> **Exercise prompt**: Taking the line that contains "hedge shown in the photo above." as the first, copy each line exactly up to and including the last line below.

Records from a data collection
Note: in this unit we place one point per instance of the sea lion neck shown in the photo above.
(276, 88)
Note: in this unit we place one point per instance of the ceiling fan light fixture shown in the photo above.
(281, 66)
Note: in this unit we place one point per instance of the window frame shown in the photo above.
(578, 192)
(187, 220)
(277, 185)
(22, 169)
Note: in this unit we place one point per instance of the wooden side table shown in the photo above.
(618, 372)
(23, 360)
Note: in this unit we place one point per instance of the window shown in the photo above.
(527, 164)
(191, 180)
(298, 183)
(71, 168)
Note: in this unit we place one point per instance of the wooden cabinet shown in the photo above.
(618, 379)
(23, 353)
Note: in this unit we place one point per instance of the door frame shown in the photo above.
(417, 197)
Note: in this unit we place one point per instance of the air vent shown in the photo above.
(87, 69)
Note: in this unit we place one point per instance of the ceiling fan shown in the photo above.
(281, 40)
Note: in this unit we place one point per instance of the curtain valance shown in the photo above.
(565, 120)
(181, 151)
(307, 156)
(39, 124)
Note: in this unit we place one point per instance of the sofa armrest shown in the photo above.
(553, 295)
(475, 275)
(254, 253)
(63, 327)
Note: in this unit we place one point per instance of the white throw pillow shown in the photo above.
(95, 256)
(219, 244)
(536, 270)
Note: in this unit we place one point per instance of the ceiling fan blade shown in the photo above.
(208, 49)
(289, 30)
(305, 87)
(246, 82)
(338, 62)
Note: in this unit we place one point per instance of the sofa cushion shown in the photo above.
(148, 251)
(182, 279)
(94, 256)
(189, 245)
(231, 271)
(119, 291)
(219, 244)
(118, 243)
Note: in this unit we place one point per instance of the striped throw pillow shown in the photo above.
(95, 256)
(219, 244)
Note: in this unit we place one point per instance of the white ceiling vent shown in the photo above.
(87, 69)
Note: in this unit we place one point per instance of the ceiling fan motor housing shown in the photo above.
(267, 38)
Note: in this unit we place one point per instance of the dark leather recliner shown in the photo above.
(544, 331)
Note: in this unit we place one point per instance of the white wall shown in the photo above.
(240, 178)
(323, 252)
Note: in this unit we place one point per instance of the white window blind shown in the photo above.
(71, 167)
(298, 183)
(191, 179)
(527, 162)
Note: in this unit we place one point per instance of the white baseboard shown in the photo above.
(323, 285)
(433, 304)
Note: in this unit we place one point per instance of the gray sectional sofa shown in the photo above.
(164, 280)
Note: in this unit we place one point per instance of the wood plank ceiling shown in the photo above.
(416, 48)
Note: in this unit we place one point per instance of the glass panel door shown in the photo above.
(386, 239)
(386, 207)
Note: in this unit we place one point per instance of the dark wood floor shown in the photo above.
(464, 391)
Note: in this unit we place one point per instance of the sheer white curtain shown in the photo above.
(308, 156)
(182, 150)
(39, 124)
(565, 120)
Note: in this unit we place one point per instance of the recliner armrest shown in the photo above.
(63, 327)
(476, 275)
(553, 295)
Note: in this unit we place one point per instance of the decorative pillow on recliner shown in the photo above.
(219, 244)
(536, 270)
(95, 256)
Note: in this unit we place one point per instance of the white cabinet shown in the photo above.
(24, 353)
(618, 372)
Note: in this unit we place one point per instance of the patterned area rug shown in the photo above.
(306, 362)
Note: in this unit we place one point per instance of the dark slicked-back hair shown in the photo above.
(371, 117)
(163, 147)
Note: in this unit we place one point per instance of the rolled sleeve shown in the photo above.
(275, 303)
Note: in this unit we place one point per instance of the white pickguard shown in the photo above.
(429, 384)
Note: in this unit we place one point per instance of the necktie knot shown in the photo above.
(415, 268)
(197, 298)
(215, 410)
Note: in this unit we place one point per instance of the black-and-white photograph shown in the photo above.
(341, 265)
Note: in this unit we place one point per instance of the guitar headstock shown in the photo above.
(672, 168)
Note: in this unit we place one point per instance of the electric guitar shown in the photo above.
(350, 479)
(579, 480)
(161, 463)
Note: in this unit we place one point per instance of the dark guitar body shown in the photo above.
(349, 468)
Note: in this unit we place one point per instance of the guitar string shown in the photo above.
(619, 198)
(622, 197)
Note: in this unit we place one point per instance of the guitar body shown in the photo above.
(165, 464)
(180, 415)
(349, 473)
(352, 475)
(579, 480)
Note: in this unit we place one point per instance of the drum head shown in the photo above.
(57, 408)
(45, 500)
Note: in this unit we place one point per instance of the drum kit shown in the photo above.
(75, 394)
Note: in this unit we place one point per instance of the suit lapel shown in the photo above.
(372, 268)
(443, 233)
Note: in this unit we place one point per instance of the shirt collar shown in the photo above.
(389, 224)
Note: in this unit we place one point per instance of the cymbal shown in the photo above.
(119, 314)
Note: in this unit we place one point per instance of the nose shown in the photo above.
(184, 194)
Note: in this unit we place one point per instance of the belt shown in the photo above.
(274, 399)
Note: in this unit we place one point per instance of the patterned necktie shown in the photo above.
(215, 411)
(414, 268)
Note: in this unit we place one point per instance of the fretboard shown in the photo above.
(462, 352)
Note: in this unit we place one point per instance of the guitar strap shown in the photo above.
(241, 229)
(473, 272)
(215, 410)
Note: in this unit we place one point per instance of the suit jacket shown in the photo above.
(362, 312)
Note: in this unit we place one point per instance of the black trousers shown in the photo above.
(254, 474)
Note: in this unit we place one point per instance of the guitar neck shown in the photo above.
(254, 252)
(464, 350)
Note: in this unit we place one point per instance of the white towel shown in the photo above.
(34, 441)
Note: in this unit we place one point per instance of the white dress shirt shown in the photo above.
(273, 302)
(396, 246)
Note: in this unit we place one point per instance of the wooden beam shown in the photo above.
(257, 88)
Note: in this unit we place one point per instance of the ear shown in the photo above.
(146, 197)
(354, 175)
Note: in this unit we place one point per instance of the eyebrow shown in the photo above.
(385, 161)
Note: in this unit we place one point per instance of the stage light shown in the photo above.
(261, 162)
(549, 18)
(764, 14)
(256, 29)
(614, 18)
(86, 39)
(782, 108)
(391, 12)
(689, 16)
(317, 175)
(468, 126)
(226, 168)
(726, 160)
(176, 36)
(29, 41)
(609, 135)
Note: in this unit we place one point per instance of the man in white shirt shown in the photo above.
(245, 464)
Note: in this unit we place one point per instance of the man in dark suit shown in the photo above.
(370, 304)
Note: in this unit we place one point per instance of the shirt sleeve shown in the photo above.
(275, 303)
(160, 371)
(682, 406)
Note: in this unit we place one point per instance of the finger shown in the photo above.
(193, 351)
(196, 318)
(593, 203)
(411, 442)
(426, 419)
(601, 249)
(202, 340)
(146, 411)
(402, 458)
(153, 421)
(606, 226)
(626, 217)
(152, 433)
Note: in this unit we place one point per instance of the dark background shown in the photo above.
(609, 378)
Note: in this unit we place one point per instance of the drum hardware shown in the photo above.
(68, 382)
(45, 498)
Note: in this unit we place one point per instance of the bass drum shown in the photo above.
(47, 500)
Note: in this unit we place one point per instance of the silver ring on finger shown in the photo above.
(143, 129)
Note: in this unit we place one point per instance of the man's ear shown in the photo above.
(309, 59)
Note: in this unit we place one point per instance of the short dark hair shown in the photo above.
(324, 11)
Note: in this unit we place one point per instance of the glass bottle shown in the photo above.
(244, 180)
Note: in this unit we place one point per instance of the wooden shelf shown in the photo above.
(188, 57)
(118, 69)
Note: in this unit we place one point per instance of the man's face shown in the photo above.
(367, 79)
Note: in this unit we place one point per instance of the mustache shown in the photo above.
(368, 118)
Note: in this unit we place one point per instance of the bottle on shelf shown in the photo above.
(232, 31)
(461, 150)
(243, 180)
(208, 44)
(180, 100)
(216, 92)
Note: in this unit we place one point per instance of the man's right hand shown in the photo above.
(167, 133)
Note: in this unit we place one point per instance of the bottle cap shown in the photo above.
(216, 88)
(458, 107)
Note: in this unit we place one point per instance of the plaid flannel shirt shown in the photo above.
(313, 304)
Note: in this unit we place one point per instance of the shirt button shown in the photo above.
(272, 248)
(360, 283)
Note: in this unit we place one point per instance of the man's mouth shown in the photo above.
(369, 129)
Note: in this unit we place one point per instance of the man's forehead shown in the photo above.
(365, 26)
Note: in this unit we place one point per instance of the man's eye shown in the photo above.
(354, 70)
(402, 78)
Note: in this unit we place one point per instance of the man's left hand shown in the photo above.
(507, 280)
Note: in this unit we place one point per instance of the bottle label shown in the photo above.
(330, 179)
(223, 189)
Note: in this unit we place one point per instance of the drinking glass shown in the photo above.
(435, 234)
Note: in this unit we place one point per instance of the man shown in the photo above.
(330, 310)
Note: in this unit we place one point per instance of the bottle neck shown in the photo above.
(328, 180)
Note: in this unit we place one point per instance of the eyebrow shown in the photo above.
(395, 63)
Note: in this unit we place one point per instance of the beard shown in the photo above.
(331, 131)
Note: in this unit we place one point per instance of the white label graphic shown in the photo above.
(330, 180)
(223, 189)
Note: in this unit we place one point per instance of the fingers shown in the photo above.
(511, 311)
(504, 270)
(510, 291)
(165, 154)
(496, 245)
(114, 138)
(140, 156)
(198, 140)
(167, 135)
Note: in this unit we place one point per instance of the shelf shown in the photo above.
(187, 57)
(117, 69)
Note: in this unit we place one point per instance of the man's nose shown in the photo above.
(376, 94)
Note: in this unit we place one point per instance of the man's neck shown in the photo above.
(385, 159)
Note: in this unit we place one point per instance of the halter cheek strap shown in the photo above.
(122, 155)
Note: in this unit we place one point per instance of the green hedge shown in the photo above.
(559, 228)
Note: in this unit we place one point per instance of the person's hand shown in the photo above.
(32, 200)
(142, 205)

> **Answer box**:
Note: in this unit we place one point per instance of the green hedge shown in the photo above.
(559, 228)
Note: in this unit we place one point per instance of the person's hand shown in the photo above.
(32, 200)
(142, 205)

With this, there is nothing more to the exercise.